§ **Seçilen Alıntı**
↓

21. Bunun yanında 556 sayılı KHK’nın 7/1-b maddesi kapsamında yapılacak olan karşılaştırmada markaların kapsamlarındaki mal ve/veya hizmetlerin de aynı yahut aynı türde olup olmadıkları nazara alınması gerekmekle, farklı türlerdeki mal ve hizmetleri içeren sonraki tarihli bir markanın tescil başvurusu, önceki tarihli markada kullanılan ibare ile ayniyet derecesinde benzer olsa dahi 556 sayılı KHK’nın 7/1-b maddesi kapsamında engellenemez. Bunun yanında mal ve hizmetlerdeki ayniyetten kasıt, mal ve hizmetin kendisinde yahut türlerindeki özdeşlik anlamındadır. Bu bağlamda mal ve hizmetlerdeki ayniyetin esas itibariyle, sınıflandırmaya ilişkin ulusal ve uluslararası düzenlemelere göre tespit edilebilecek olmakla birlikte bu sınıflandırmanın idari fonksiyonu ve bağlayıcı kurallar içermeyen nitelikleri göz önüne alındığında farklı sınıf içerisinde yer alsa dahi aynı türdeki mal veya hizmetler arasında da ayniyetin mevcut olabileceği dikkate alınarak 556 sayılı KHK’nın 7/1-b maddesi anlamında değerlendirme yapılmalıdır (Karan/Kılıç, s. 83, 84).

↑

§ **Alıntılanan Öğeler**
↓

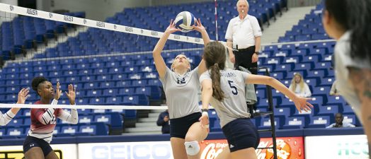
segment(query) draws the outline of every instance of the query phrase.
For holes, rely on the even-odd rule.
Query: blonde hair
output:
[[[247,0],[239,0],[237,1],[237,4],[236,4],[236,6],[239,7],[239,4],[240,1],[245,1],[247,4],[247,8],[249,8],[250,6],[249,5],[249,1],[247,1]]]
[[[300,77],[300,82],[299,82],[299,86],[300,87],[300,93],[303,92],[304,91],[304,79],[303,79],[303,76],[299,73],[295,73],[294,74],[294,77],[292,78],[292,80],[291,80],[291,90],[292,90],[292,92],[295,92],[295,90],[296,90],[296,82],[295,82],[295,77],[296,76],[299,76]]]

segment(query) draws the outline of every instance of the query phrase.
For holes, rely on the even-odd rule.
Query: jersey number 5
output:
[[[237,88],[232,85],[233,81],[228,81],[228,84],[229,84],[229,87],[232,89],[232,92],[234,95],[238,95],[239,92],[237,91]]]

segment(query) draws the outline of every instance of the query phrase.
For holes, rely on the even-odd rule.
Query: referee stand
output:
[[[248,72],[249,73],[250,71],[247,69],[246,69],[244,67],[241,66],[236,66],[236,69]],[[264,75],[267,76],[270,76],[270,74],[269,73],[269,70],[266,67],[261,67],[261,68],[253,68],[255,69],[262,70],[264,69],[266,71],[264,72]],[[247,89],[253,89],[253,86],[252,88],[249,88],[246,86]],[[246,90],[248,91],[248,90]],[[255,91],[255,89],[254,89]],[[256,148],[256,149],[273,149],[273,156],[274,159],[278,159],[277,158],[277,143],[276,143],[276,136],[275,136],[275,115],[274,115],[274,111],[273,111],[273,100],[272,97],[272,87],[270,86],[266,86],[266,92],[267,92],[267,98],[268,98],[268,112],[261,112],[258,113],[256,113],[253,112],[253,109],[252,107],[248,107],[249,112],[251,114],[253,118],[257,117],[262,117],[266,115],[269,115],[270,118],[270,129],[260,129],[258,130],[259,132],[270,132],[272,134],[272,141],[273,141],[273,146],[272,147],[268,147],[268,148]],[[255,92],[254,92],[255,93]],[[251,99],[251,97],[248,97],[249,95],[246,95],[246,99],[249,98]],[[255,97],[256,98],[256,97]],[[248,106],[249,107],[249,106]]]
[[[269,70],[266,67],[260,67],[258,68],[259,70],[261,69],[265,69],[266,71],[264,72],[264,75],[267,76],[270,76],[270,74],[269,73]],[[268,148],[256,148],[256,149],[273,149],[273,158],[278,159],[277,158],[277,142],[276,142],[276,136],[275,136],[275,115],[274,115],[274,111],[273,111],[273,100],[272,97],[272,87],[270,86],[266,86],[266,92],[267,92],[267,98],[268,98],[268,111],[266,112],[260,112],[261,115],[269,115],[270,117],[270,129],[261,129],[258,130],[259,132],[270,132],[272,134],[272,140],[273,146],[272,147],[268,147]]]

↑

§ **Çalışma Hedefi**
Aşağıdaki ifadelerin marka benzerliği üzerine seçilen alıntıyla örtüşüp örtüşmediğini belirtin. Her biri için evet ya da hayır yazın ve lütfen kararı belirleyen sözleri alıntıdan aynen aktarın.
(a) Farklı türde mal ve hizmetleri kapsayan sonraki tarihli bir marka başvurusu, önceki markadaki ibareyle ayniyet derecesinde benzerse 556 sayılı KHK'nın 7/1-b maddesi kapsamında engellenebilir.
(b) Farklı sınıflarda yer alan aynı türdeki mal veya hizmetler arasında da ayniyet bulunabilir.
(c) Mal ve hizmetlerin sınıflandırması bağlayıcı kurallar içerir.

§ **Yanıtınız**
(a) Hayır: "önceki tarihli markada kullanılan ibare ile ayniyet derecesinde benzer olsa dahi 556 sayılı KHK’nın 7/1-b maddesi kapsamında engellenemez"
(b) Evet: "farklı sınıf içerisinde yer alsa dahi aynı türdeki mal veya hizmetler arasında da ayniyetin mevcut olabileceği"
(c) Hayır: "bu sınıflandırmanın idari fonksiyonu ve bağlayıcı kurallar içermeyen nitelikleri"